[begin RECORDS SHOWN]
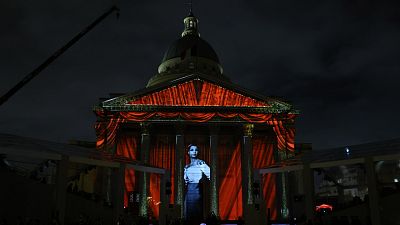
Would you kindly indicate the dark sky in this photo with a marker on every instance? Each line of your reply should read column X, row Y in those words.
column 337, row 61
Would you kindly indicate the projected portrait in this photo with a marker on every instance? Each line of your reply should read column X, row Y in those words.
column 195, row 173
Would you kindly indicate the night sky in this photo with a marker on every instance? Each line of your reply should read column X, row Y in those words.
column 337, row 61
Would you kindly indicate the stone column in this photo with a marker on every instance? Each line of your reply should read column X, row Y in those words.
column 308, row 188
column 61, row 188
column 144, row 178
column 247, row 169
column 213, row 170
column 164, row 198
column 373, row 194
column 118, row 191
column 179, row 165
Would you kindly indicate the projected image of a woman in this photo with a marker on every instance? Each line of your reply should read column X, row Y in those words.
column 194, row 173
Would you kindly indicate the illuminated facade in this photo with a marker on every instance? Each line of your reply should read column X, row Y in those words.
column 191, row 102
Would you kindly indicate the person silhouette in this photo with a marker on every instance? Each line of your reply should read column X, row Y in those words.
column 194, row 173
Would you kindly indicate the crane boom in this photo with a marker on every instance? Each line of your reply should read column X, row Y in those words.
column 55, row 55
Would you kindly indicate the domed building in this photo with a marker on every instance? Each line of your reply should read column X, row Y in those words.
column 196, row 139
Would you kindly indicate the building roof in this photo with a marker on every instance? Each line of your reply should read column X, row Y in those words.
column 198, row 47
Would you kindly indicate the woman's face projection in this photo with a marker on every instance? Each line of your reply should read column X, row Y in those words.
column 193, row 151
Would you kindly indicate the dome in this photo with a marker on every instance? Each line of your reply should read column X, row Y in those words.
column 197, row 46
column 187, row 55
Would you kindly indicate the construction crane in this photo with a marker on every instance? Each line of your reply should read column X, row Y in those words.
column 55, row 55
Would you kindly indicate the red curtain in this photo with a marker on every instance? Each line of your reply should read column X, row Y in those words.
column 197, row 93
column 263, row 156
column 127, row 146
column 285, row 134
column 162, row 154
column 230, row 176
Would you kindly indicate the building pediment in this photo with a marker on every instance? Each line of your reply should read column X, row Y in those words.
column 196, row 92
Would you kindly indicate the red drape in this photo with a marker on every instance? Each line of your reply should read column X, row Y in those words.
column 285, row 135
column 263, row 156
column 127, row 146
column 230, row 176
column 197, row 93
column 162, row 154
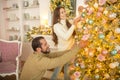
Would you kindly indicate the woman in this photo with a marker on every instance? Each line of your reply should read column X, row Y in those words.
column 63, row 36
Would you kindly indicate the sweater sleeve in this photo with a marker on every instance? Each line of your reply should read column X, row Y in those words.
column 64, row 35
column 49, row 63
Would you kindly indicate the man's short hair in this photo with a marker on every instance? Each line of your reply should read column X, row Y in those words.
column 36, row 42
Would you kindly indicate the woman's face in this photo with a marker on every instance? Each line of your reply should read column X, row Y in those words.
column 62, row 14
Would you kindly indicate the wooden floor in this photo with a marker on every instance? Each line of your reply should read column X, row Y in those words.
column 46, row 76
column 12, row 77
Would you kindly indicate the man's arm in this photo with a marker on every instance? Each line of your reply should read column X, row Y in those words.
column 49, row 63
column 56, row 54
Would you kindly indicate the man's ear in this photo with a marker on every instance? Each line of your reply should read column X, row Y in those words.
column 38, row 49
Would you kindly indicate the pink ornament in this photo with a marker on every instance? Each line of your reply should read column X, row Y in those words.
column 77, row 74
column 102, row 2
column 100, row 9
column 104, row 52
column 99, row 14
column 100, row 57
column 85, row 37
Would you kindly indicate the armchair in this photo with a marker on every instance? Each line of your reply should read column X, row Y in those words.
[end RECORDS SHOWN]
### WRITTEN REQUEST
Update the items above by replacing "Would you kindly indicate" with "Could you please mark" wherever it occurs, keeping everything else the same. Leave the pictures out of your answer.

### WRITTEN RESPONSE
Could you please mark the dark sky in this photo with a marker on every instance? Each line of your reply should read column X, row Y in those words.
column 337, row 61
Could you please mark the projected portrait in this photo with a marker on every instance? Each line of your reply should read column X, row Y in those words.
column 195, row 173
Could you please mark the night sky in this photo with a marker on every instance? Each line of your reply should read column X, row Y in those words.
column 337, row 61
Could you please mark the stone column in this photo with a marker on every instance? Each line of your reply should read column X, row Y in those words.
column 308, row 188
column 61, row 188
column 144, row 178
column 247, row 169
column 213, row 170
column 164, row 198
column 373, row 194
column 118, row 191
column 179, row 165
Could you please mark the projected image of a woman in this photo with a marker on every instance? Each line of your reply should read column X, row Y in those words.
column 194, row 173
Could you please mark the illuminated facade in this photo with a marker on every instance? Each line of your reply should read column X, row Y in those words.
column 191, row 102
Could you please mark the person silhouette in this photo with a marker on every instance? Each line of your reply should read column X, row Y in those words.
column 194, row 173
Could you please mark the crane boom in this photo with a marker on every instance? Each line of your reply should read column X, row Y in those words.
column 55, row 55
Could you please mark the domed building in this photo with a marker on every instance? Each line of your reply should read column X, row Y in those words.
column 196, row 139
Could you please mark the building roof in this photo with a marker on every instance? Each line of your reply should read column X, row Y in those words.
column 198, row 47
Could you please mark the woman's face projection in this photo with a marker on every instance? Each line of your reply should read column X, row Y in those words.
column 193, row 151
Could you please mark the dome in this photo with a marker on every instance? Each line of your reply should read column X, row Y in those words.
column 197, row 46
column 187, row 55
Could you please mark the construction crane in this photo with a marker on every instance? Each line of your reply should read column X, row Y in those words.
column 55, row 55
Could you please mark the red curtain in this photo with a marker on every instance? Each line of your reply should read column X, row Y in those words.
column 197, row 93
column 263, row 156
column 127, row 146
column 285, row 134
column 162, row 154
column 230, row 176
Could you please mark the building pediment in this photo with a marker on every instance? Each line of your reply should read column X, row Y in those words.
column 196, row 92
Could you please mark the red drape in this photo with a marker on every instance? Each line of your reply should read column X, row Y in those words.
column 285, row 135
column 263, row 156
column 127, row 146
column 230, row 176
column 197, row 93
column 162, row 154
Could you please mark the woman in this photo with a marker on every instance? Each line of your reply should read column X, row Y in those words.
column 63, row 36
Could you please mark the sweater sleeve in this photo with a marker on every instance? Each line of your reply should read column X, row Y in those words.
column 64, row 35
column 49, row 63
Could you please mark the man's short hair in this photo with a marker on every instance? Each line of your reply should read column X, row Y in those words.
column 36, row 42
Could you please mark the woman's face in this photo with a marker on every instance? Each line of your reply should read column X, row Y in those words.
column 62, row 14
Could you please mark the wooden floor in this photo with a marker on every instance? Each line of your reply should read column X, row Y in those words.
column 46, row 76
column 12, row 77
Could you please mark the man's arm in this photo with a marker on every instance? Each line of your reply should read column X, row Y in those words.
column 49, row 63
column 56, row 54
Could you please mark the man's ear in this photo with a marker on every instance? Each line of your reply should read column X, row Y in those words.
column 38, row 49
Could you please mark the pink ornament in this photo with a marker on every instance? Each line of your reply should read column X, row Y in those words.
column 77, row 74
column 102, row 2
column 100, row 9
column 104, row 52
column 99, row 14
column 100, row 57
column 85, row 37
Could you please mark the armchair in this photo with a marker on every instance? Each line of your reply should read column X, row Y in those words.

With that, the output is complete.